**短い課題 1:**
本文によると、高麗時代は何年から何年までか。
**短い課題 2:**
本文に記されたぐい呑みの寸法を、項目と数値の組ですべて挙げよ。

黄鍾九(ホワン・ヂョング)作、現代韓国高麗青磁の、雲鶴紋ぐい呑みです。 







大きさは、径:5.7センチ、高さ:3.6 センチ、高台径:2.6センチぐらいで、共箱、栞付きです。

高麗青磁の定番模様である、飛んでいると、を描いたぐい呑みです。鶴の白い部分と、雲は、白化粧土を埋め込んだ象嵌技法によるものです。

このぐい呑みは、栞から、北九州市にある、陶磁器を中心とした美術品・海外民芸品・絵画その他を取り扱っている徳聖陶磁社が、輸入販売したものと思われます。

現代韓国では、1960年代から再興された高麗青磁の、電気炉で作られた汎用品が、お土産品用に大量に作られており、そのせいで、高麗青磁自体の価値も下げています。

そういった中で、作家もののぐい呑みが手に入り、ぐい呑みコレクションに加わったことをうれしく思っています。

★ 高麗青磁とは ★

高麗青磁(こうらいせいじ)とは、朝鮮半島の高麗時代(918年 - 1391年)に製作された、青磁釉を施した後、強火度の還元炎で焼いた磁器のことです。

10世紀頃より、中国・越州窯の影響を受けながら、全羅南道の康津と、全羅北道の扶安辺りで、高麗青磁が出現したとされています。

12世紀には、「翡色青磁」なる高麗独自の青磁をつくりだすようになり、全盛期を迎えます。

最も注目されるのが、象嵌青磁で、素地の表面を刻み、白土・赤土などをその部分に嵌め込んで文様をあらわし、最後に青磁釉を掛け焼成しました。


    高麗青磁象嵌 雲鶴文 碗 (12世紀中葉) (大阪市立東洋陶磁美術館蔵)

その技術は、日本でも手本にされ、熊本県八代市の高田焼(こうだやき)でも、その手法が取り入れられています。(「高田焼の象嵌盃」参照)

その他、釉下に鉄絵で文様を描いた青磁鉄絵、銅系の彩料を用いて紅彩を施した青磁辰砂など、様々な装飾技法が生み出され優品を産していきましたが、次第に衰え、高麗も末期となると作風も変化し、時代の終わりとともに、高麗青磁は、粉青沙器へと移り変わりました。

**与えられた情報:**
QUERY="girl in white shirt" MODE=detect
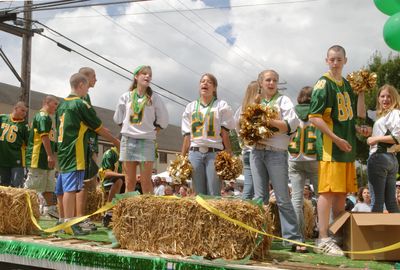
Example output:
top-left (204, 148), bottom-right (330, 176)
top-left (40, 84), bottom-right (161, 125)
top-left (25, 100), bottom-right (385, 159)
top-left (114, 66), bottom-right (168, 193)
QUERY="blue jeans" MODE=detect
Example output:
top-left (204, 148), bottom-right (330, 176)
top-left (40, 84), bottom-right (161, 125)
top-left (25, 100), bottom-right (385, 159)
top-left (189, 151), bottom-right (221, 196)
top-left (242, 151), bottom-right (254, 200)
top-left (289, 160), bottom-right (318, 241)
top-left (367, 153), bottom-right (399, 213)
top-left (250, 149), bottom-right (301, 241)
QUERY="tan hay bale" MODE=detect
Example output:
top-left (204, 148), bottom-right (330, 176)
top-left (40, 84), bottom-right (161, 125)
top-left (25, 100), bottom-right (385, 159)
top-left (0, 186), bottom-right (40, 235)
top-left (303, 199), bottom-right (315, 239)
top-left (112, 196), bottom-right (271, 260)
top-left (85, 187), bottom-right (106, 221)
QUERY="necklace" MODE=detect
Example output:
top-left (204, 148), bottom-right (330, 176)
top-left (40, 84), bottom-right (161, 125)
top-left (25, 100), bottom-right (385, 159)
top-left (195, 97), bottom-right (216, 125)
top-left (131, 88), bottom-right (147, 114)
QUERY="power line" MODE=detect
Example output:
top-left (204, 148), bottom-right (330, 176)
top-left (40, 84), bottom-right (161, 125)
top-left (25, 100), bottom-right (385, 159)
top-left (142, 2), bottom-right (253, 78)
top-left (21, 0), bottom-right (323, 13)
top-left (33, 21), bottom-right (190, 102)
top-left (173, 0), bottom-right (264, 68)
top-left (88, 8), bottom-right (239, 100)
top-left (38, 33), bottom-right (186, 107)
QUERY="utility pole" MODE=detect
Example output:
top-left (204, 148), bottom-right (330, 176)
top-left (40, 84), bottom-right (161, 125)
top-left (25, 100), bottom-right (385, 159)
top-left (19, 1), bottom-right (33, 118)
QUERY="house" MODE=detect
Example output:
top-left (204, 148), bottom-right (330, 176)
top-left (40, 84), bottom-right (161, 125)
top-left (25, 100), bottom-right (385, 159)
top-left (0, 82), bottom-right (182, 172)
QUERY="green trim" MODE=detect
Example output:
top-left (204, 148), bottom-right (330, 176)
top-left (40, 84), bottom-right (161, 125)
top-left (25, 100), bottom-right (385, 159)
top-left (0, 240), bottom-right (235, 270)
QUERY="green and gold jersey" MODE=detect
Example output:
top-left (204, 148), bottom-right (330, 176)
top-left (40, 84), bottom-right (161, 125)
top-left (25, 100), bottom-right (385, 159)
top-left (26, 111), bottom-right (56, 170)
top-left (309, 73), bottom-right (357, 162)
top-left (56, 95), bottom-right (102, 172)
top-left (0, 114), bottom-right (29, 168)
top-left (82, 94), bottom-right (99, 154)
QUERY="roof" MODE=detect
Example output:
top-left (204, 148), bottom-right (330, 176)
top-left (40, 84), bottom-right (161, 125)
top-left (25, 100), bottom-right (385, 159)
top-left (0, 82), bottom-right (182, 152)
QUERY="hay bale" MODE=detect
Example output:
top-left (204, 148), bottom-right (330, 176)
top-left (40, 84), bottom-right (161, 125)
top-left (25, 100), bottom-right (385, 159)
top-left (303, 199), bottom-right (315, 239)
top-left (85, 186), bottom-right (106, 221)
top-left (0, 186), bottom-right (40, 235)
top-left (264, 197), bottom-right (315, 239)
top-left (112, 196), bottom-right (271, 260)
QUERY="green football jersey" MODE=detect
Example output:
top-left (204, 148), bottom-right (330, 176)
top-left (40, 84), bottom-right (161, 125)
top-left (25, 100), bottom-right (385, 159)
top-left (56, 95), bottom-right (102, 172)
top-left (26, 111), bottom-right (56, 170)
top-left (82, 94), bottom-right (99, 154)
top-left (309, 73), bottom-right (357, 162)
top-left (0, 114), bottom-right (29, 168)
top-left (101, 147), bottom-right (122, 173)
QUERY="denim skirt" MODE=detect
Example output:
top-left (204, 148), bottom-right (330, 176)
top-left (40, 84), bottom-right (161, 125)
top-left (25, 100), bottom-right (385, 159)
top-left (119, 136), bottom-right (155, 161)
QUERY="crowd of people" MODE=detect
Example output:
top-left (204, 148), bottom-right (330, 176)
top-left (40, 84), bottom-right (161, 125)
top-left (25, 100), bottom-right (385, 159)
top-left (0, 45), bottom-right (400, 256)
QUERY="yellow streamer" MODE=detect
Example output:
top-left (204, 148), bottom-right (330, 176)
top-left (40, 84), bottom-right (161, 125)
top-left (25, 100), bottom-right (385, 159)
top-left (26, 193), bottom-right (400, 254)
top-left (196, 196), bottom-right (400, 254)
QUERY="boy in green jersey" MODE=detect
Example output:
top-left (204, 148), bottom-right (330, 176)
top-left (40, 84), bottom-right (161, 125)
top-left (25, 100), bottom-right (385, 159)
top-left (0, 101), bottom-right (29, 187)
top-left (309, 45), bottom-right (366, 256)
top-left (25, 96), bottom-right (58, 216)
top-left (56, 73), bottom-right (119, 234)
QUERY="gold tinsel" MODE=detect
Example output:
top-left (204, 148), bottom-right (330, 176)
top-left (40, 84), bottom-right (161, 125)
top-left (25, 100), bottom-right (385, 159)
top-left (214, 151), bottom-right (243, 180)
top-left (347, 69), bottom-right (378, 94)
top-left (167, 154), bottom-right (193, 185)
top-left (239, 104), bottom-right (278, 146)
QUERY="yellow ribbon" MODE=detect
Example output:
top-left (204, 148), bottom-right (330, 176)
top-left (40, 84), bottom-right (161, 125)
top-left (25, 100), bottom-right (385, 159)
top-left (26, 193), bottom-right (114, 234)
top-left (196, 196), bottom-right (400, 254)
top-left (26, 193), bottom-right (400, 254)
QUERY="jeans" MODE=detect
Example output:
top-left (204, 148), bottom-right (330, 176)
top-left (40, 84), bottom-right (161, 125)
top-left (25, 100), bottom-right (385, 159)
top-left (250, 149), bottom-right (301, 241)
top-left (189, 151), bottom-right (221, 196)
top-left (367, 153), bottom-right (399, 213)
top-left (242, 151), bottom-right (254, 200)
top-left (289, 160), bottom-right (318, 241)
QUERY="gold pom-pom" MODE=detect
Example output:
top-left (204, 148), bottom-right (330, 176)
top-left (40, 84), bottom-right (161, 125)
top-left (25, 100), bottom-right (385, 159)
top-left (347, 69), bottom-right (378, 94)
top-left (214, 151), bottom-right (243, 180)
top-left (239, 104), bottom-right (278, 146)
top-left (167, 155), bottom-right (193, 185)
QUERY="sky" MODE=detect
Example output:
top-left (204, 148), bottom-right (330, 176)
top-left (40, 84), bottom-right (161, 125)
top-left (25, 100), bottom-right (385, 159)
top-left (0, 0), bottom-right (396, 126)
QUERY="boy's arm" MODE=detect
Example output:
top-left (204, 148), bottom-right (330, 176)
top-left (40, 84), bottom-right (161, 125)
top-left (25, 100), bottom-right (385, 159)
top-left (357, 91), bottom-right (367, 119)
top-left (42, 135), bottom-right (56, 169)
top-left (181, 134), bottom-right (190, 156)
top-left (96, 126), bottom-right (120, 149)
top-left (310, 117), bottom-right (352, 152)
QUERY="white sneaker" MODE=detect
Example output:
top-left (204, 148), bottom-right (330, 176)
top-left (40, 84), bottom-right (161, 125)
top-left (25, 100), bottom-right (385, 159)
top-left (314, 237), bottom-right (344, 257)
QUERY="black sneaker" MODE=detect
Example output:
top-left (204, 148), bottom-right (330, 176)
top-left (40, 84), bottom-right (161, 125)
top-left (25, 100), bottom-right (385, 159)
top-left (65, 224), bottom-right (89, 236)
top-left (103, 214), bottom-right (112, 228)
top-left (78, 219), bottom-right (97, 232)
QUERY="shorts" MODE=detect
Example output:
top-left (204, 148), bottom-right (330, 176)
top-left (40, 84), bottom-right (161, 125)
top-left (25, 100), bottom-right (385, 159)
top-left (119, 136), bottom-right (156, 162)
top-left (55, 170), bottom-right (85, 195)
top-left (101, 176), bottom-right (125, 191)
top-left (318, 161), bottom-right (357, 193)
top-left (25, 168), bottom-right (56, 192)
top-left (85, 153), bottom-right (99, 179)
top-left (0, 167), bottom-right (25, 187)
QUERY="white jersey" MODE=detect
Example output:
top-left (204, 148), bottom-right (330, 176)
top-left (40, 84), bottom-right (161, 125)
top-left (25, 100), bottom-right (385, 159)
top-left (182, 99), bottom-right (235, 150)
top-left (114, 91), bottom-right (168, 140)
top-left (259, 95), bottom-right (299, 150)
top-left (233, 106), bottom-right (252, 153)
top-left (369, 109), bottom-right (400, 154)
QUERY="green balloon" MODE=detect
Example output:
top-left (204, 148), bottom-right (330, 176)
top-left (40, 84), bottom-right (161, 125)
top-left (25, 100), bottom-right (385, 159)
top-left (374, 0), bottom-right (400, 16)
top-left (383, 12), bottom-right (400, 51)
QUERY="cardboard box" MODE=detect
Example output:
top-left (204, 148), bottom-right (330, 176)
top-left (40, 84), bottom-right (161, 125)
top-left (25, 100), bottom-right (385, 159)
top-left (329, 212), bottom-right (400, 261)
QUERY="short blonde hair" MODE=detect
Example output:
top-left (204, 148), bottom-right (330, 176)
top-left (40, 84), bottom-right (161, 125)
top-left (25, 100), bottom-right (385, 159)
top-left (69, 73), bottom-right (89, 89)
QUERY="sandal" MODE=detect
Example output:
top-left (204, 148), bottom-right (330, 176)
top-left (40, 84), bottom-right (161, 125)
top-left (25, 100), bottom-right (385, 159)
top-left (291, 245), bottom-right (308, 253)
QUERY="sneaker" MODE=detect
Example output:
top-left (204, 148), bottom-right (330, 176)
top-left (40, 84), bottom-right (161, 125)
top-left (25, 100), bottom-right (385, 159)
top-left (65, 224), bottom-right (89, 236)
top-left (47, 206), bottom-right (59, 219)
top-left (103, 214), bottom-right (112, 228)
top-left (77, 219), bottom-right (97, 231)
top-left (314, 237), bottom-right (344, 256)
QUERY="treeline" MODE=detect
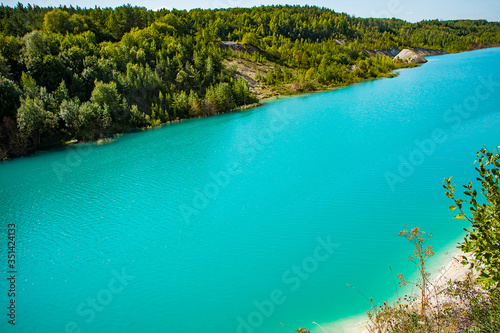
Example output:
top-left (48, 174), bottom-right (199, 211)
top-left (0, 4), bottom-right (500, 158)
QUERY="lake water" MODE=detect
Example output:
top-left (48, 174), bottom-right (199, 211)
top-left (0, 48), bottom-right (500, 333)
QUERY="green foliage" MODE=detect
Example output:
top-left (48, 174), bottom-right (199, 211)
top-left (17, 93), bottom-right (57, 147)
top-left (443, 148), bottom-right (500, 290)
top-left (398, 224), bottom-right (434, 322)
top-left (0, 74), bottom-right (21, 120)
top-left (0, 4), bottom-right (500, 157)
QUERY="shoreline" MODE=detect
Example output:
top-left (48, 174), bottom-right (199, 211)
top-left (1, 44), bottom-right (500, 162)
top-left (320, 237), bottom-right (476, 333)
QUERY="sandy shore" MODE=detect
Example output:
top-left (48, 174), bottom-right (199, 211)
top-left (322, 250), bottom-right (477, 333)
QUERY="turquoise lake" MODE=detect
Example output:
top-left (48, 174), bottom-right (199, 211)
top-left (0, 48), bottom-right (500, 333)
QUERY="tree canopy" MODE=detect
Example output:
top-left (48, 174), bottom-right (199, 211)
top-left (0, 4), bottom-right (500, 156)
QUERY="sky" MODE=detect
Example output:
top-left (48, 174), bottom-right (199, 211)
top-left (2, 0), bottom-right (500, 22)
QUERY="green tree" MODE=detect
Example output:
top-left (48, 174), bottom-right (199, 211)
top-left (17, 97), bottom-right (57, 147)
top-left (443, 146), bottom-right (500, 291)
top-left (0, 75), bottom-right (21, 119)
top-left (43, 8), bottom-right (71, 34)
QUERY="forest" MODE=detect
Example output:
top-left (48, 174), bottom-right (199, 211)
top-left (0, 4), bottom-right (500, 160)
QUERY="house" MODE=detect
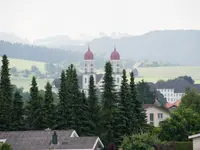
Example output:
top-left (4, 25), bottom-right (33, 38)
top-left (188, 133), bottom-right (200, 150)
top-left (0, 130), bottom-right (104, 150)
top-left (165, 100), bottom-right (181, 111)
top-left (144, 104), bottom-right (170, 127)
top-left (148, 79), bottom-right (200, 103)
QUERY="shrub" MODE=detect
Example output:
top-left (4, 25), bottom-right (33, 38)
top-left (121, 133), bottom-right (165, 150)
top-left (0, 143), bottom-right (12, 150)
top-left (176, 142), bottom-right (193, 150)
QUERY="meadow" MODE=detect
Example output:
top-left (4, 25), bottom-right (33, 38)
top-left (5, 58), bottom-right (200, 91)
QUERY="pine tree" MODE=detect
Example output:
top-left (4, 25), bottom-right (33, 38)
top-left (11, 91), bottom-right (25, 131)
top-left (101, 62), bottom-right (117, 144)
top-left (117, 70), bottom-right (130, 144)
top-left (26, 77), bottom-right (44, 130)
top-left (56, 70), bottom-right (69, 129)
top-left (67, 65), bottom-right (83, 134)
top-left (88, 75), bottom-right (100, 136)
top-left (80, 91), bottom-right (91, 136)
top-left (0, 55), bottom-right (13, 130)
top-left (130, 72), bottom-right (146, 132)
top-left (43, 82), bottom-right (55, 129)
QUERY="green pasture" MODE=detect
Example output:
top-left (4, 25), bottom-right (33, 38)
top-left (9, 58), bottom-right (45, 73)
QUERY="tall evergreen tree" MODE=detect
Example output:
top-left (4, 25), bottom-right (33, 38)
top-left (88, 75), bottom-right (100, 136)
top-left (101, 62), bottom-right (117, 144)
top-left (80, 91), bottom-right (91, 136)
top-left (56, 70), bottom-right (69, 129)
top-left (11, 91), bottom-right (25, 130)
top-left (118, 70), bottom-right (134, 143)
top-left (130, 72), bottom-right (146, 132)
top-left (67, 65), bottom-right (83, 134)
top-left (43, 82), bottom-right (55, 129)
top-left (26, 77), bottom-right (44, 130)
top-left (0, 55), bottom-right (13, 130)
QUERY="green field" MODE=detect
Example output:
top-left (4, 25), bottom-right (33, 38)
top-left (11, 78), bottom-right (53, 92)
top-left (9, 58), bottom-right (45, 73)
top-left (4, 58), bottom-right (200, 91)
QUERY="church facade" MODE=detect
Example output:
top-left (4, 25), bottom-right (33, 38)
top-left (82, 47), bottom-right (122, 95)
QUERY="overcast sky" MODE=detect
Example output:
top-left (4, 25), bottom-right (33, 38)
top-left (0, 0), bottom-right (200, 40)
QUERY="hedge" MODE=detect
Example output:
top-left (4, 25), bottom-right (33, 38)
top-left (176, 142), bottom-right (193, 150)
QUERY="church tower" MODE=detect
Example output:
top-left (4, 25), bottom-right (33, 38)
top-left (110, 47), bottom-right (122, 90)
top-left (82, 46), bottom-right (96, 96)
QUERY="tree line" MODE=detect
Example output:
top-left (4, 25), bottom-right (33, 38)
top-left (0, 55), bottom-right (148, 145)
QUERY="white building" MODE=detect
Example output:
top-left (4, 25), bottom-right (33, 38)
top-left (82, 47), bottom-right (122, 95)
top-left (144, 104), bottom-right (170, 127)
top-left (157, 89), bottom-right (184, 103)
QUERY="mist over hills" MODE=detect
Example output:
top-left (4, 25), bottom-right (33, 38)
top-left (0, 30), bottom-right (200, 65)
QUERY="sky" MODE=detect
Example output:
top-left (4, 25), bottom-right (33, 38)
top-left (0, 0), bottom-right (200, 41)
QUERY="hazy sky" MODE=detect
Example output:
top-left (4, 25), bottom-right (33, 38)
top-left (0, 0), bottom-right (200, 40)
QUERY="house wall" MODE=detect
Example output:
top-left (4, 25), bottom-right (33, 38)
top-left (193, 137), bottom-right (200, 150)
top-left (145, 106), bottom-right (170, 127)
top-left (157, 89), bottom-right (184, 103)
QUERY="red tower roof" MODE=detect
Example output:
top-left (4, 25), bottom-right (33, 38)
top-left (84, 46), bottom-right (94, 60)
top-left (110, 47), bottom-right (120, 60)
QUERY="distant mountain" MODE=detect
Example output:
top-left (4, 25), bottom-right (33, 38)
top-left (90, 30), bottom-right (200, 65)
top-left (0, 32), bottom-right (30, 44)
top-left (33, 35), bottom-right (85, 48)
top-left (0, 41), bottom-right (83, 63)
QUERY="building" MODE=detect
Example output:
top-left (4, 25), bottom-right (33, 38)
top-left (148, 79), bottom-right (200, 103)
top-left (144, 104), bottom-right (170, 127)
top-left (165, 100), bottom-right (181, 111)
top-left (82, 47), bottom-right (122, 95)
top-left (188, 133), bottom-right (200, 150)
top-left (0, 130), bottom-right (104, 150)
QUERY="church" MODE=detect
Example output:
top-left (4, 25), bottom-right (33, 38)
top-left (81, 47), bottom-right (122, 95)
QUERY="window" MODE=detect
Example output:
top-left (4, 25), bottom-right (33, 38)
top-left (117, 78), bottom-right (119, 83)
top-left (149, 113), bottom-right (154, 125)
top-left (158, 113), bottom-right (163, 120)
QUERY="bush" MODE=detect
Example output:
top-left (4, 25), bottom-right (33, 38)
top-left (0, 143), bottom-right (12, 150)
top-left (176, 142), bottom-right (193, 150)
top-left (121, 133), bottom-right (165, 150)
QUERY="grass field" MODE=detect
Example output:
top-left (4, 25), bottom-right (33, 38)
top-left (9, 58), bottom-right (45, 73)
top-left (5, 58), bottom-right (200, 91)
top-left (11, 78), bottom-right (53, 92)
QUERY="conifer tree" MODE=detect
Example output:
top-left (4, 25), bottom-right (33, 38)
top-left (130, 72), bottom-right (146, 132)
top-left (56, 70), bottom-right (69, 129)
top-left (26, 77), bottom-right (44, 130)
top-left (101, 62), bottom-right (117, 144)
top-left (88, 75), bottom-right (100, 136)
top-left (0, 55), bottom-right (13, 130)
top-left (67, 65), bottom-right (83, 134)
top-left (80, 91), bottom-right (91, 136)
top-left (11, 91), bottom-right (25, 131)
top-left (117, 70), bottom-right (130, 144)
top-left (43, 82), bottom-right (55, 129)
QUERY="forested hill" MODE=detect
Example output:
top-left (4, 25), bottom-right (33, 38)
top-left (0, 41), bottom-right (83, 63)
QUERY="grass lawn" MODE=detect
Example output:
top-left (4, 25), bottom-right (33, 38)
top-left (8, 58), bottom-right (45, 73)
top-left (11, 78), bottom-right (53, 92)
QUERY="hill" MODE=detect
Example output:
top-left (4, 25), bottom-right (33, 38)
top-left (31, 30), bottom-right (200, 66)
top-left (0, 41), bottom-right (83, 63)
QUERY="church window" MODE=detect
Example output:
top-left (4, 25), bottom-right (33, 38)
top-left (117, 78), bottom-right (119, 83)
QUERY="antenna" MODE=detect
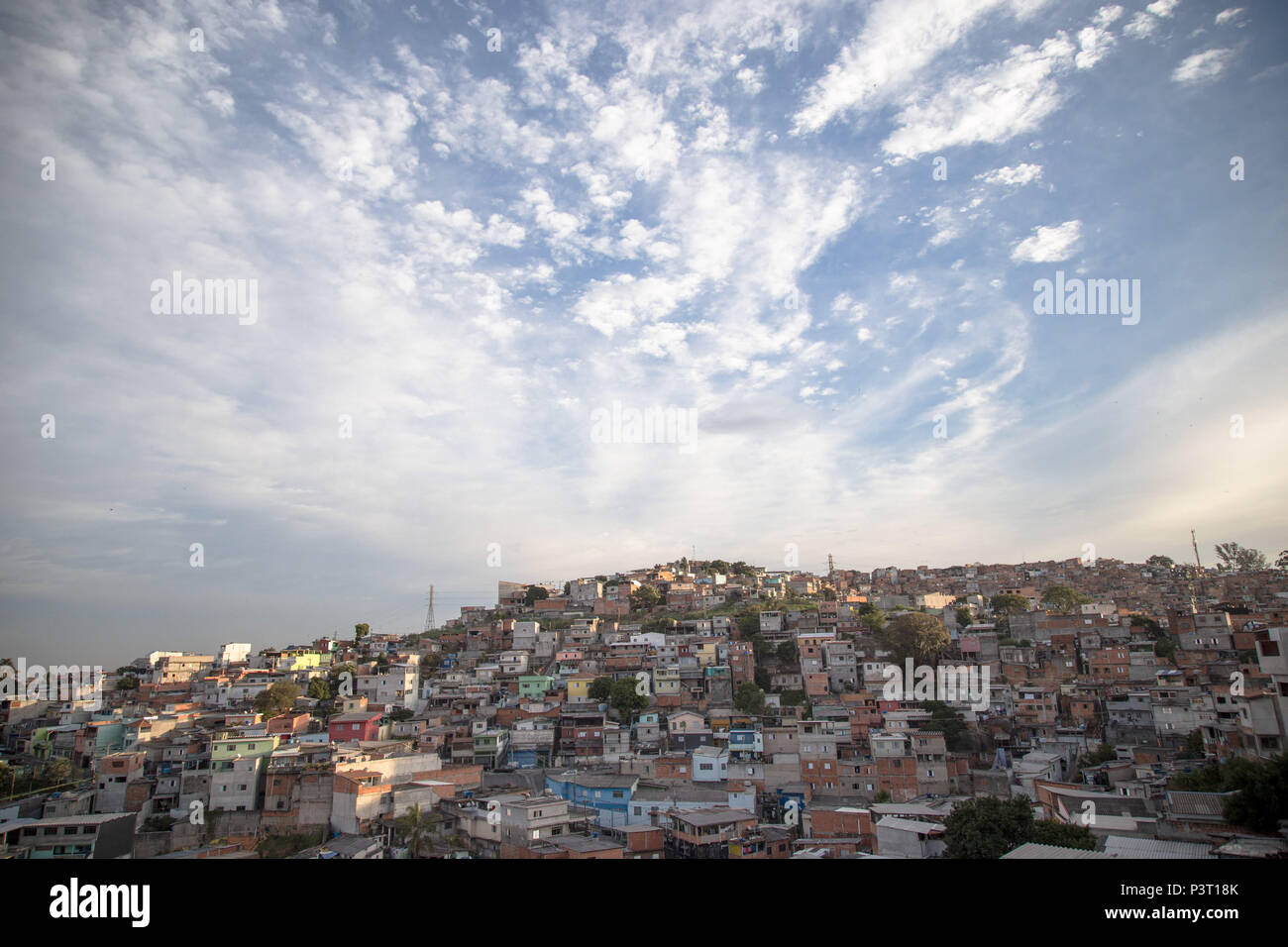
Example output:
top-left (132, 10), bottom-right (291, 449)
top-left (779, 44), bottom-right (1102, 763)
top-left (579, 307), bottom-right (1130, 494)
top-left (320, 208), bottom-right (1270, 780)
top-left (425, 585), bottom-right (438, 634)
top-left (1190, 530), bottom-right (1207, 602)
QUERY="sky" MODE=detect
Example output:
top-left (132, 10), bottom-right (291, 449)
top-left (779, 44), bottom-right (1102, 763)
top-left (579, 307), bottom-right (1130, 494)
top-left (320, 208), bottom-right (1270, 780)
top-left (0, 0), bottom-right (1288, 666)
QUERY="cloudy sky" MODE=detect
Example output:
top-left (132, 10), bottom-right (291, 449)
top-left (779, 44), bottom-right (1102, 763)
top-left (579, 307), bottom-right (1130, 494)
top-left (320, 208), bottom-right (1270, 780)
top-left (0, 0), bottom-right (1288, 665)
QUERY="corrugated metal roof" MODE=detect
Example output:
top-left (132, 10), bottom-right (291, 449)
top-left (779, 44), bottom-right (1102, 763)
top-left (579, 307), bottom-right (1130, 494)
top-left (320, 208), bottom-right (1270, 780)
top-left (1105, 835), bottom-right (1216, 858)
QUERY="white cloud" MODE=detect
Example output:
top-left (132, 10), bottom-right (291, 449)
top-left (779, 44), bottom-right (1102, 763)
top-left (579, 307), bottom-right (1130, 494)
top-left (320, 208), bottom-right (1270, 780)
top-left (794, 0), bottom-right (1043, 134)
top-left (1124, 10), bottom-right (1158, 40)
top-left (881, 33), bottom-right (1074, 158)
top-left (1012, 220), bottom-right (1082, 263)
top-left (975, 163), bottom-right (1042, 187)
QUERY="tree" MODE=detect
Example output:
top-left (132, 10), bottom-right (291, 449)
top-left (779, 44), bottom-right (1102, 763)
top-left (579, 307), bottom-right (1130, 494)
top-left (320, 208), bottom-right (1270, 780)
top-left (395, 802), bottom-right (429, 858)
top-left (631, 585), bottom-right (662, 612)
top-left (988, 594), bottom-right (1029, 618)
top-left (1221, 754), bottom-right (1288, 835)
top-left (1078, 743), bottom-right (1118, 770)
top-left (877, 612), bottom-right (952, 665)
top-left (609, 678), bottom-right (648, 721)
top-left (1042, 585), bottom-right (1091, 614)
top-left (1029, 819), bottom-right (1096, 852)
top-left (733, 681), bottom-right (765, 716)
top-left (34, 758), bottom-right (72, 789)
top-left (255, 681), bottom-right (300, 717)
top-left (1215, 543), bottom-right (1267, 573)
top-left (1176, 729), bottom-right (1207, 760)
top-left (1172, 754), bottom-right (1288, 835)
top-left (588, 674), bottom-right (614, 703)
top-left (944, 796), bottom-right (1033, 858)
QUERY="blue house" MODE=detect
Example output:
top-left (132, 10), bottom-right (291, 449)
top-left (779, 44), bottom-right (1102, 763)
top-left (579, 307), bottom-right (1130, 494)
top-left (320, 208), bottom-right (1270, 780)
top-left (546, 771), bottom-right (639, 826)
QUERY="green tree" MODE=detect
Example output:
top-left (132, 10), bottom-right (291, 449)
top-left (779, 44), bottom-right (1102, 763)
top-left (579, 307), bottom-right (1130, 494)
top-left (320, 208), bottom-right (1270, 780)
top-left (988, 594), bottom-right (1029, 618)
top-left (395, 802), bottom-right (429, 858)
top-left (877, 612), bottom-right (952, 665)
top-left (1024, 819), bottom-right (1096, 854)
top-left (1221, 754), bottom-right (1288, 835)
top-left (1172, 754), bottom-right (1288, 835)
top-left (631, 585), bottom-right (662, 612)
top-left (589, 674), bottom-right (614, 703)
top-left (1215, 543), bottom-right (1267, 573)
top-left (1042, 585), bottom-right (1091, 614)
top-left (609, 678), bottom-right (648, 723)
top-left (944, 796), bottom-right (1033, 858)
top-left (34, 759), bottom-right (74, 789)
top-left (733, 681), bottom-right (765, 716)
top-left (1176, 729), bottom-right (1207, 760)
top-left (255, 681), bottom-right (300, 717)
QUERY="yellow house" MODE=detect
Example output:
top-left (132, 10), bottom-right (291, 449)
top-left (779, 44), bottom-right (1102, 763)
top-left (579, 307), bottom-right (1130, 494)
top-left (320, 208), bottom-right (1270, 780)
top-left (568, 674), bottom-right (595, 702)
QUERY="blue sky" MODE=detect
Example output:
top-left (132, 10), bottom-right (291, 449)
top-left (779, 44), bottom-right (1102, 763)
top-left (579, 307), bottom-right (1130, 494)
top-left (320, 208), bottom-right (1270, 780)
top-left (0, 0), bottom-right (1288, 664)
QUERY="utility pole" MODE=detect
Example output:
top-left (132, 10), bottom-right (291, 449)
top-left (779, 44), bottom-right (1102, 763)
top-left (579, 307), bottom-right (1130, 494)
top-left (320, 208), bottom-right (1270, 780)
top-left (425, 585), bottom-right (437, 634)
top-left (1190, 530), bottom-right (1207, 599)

**課題の答え 1:**
918年から1391年まで。

**課題の答え 2:**
径:5.7センチ
高さ:3.6センチ
高台径:2.6センチ
(いずれも「ぐらい」とされている)